Find the latest Christian movie reviews here at CrossWalk.com! We offer movie reviews from a Christian perspective allowing you to make an informed decision prior to going to the theater. Our Christian movie reviews include your standard movie review information such as release date, rating, genre, run time, director, and actors, but they will also include "cautions" about language, profanity, alcohol, smoking, drug use, violence, crime, religion and morals. You can also find Christian music, Christian video, Christian news and much more all free on Crosswalk.com Christian Movie Reviews - Family Friendly Entertainment

City by the Sea

  • compiled by Jeffrey Overstreet Copyright Christianity Today International
  • 2002 1 Jan
  • COMMENTS
City by the Sea
from Film Forum, 02/07/02

Michael Caton-Jones directs Robert DeNiro as—Is this a first?—a cop! In City by the Sea, the twist is that DeNiro investigates a crime in which the culprit might be his own son. Should justice or fatherly compassion prevail? Lauded newcomer James Franco, Golden Globe-winner for his portrayal of James Dean last year, stars as the son.

> **Challenges**:
**A.** According to the City by the Sea review, who plays the son?
**B.** Resume the City by the Sea review after its last sentence.
The lines that come next have no connection to the review.

> **Records shown**:
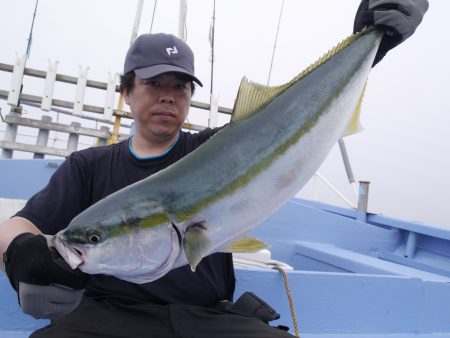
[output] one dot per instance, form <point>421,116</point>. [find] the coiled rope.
<point>290,298</point>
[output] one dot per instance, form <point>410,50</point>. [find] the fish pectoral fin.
<point>354,126</point>
<point>247,244</point>
<point>196,243</point>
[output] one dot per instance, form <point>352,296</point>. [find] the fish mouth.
<point>73,254</point>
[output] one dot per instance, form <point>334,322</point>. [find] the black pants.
<point>111,320</point>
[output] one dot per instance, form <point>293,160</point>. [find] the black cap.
<point>154,54</point>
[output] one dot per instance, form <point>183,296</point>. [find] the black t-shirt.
<point>91,174</point>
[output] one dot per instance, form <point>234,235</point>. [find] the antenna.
<point>211,41</point>
<point>30,37</point>
<point>275,43</point>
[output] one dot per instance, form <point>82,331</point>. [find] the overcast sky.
<point>404,150</point>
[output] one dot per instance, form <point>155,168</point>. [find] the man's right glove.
<point>46,285</point>
<point>397,18</point>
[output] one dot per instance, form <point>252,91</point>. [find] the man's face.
<point>159,105</point>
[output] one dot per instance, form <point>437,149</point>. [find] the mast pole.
<point>120,104</point>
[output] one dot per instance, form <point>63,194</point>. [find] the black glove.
<point>397,18</point>
<point>28,259</point>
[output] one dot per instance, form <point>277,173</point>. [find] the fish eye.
<point>94,238</point>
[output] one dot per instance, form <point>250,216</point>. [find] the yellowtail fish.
<point>211,198</point>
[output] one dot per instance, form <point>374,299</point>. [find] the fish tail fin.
<point>355,126</point>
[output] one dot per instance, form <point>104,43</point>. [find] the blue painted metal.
<point>383,277</point>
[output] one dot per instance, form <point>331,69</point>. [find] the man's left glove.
<point>397,18</point>
<point>46,285</point>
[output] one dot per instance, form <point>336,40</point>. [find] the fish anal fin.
<point>196,243</point>
<point>247,244</point>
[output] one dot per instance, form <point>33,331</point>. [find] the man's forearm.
<point>13,227</point>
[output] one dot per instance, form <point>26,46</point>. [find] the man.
<point>157,84</point>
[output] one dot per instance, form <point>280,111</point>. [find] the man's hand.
<point>46,285</point>
<point>397,18</point>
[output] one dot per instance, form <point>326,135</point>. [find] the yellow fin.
<point>354,125</point>
<point>247,244</point>
<point>196,244</point>
<point>252,96</point>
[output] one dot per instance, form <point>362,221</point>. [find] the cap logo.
<point>172,50</point>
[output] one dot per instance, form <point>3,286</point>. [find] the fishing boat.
<point>330,271</point>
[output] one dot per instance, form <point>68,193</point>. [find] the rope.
<point>291,301</point>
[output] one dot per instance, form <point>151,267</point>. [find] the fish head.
<point>139,246</point>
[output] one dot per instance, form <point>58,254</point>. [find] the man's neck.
<point>148,148</point>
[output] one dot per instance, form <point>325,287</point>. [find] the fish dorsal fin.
<point>354,126</point>
<point>247,244</point>
<point>252,96</point>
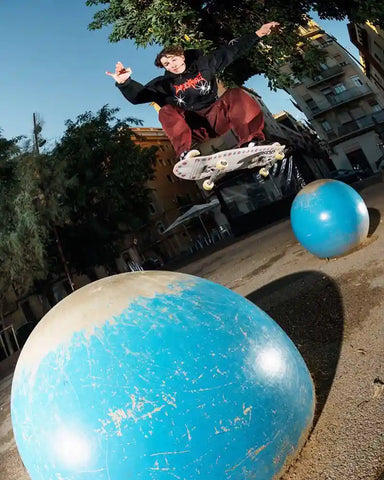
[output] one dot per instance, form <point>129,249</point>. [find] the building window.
<point>152,208</point>
<point>311,104</point>
<point>160,227</point>
<point>326,126</point>
<point>339,88</point>
<point>357,112</point>
<point>356,81</point>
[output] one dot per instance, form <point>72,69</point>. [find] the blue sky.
<point>53,65</point>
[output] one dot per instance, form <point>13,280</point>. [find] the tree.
<point>107,198</point>
<point>208,23</point>
<point>29,189</point>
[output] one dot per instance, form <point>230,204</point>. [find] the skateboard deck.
<point>209,167</point>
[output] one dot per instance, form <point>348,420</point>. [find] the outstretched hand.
<point>267,29</point>
<point>121,74</point>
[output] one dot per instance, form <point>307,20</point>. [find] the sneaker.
<point>254,143</point>
<point>188,154</point>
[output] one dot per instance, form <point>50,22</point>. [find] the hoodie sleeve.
<point>137,93</point>
<point>219,59</point>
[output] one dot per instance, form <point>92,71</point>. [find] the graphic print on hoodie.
<point>195,88</point>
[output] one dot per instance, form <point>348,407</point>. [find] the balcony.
<point>357,126</point>
<point>326,75</point>
<point>336,100</point>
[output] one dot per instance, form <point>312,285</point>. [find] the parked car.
<point>349,176</point>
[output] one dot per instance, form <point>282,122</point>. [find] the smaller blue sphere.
<point>329,218</point>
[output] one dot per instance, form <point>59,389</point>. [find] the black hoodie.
<point>195,88</point>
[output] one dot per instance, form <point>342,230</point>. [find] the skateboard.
<point>209,167</point>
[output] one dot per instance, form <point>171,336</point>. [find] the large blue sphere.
<point>329,218</point>
<point>158,375</point>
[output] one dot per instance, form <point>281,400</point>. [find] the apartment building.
<point>369,40</point>
<point>343,106</point>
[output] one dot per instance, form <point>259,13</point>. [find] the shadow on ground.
<point>374,220</point>
<point>308,307</point>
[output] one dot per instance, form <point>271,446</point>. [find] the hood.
<point>191,56</point>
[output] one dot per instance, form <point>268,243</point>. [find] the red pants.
<point>234,110</point>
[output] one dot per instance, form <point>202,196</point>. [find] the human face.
<point>173,63</point>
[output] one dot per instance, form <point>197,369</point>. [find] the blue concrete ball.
<point>157,375</point>
<point>329,218</point>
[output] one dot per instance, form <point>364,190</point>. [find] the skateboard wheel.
<point>192,153</point>
<point>221,164</point>
<point>208,185</point>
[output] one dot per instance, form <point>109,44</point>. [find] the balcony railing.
<point>339,99</point>
<point>326,75</point>
<point>357,125</point>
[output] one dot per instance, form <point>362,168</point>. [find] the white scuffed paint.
<point>90,308</point>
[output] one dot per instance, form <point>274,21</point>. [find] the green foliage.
<point>83,196</point>
<point>29,189</point>
<point>207,24</point>
<point>108,197</point>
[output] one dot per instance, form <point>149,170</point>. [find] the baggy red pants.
<point>235,110</point>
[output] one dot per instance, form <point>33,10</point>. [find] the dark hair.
<point>175,50</point>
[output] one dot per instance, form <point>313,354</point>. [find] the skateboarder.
<point>190,109</point>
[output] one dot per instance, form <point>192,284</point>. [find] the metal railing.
<point>359,124</point>
<point>340,98</point>
<point>326,75</point>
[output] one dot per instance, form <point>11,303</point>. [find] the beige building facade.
<point>369,40</point>
<point>343,106</point>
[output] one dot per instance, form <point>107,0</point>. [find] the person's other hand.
<point>121,74</point>
<point>267,29</point>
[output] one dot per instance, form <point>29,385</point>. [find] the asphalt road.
<point>333,311</point>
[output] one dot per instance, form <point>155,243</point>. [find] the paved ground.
<point>333,311</point>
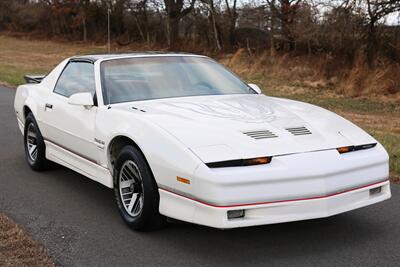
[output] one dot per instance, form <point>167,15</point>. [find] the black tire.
<point>39,162</point>
<point>149,217</point>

> **The answers**:
**A.** James Franco plays the son.

**B.**
from Film Forum, 09/12/02

In City by the Sea, a dramatic thriller based (very loosely) on true events, Robert De Niro takes on one of the more understated roles of his career. He plays Vincent LaMarca, a well-respected investigator trying to redeem his family's reputation. Vincent's father was executed for a murder conviction, and while Vincent questions the truth of this verdict, he is haunted by the scandal. Even as he dedicates his life to justice in his community, his neglect of his own son, Joey (James Franco), brings the old ghost back. Joey, separated from his father after his parents' painful divorce, plunges into drug-addiction and despair, and soon he finds himself accused of killing a policeman. As the cops close in, Vincent finds his loyalties divided, and he tries to make amends with his son before it is too late.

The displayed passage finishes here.